-------- Material supplied --------

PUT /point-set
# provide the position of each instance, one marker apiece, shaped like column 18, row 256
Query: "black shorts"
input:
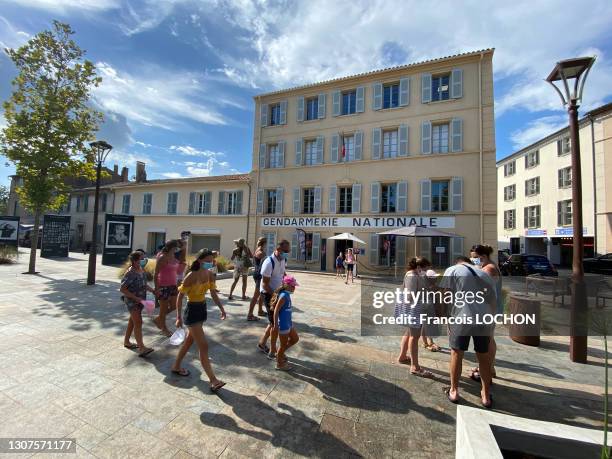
column 195, row 313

--------

Work item:
Set the whole listing down again unchanged, apart from the pictures, which are omitted.

Written reply:
PUT /point-set
# provide the position of each instance, one marker apiece, shaped like column 18, row 256
Query: "black shorts"
input:
column 195, row 313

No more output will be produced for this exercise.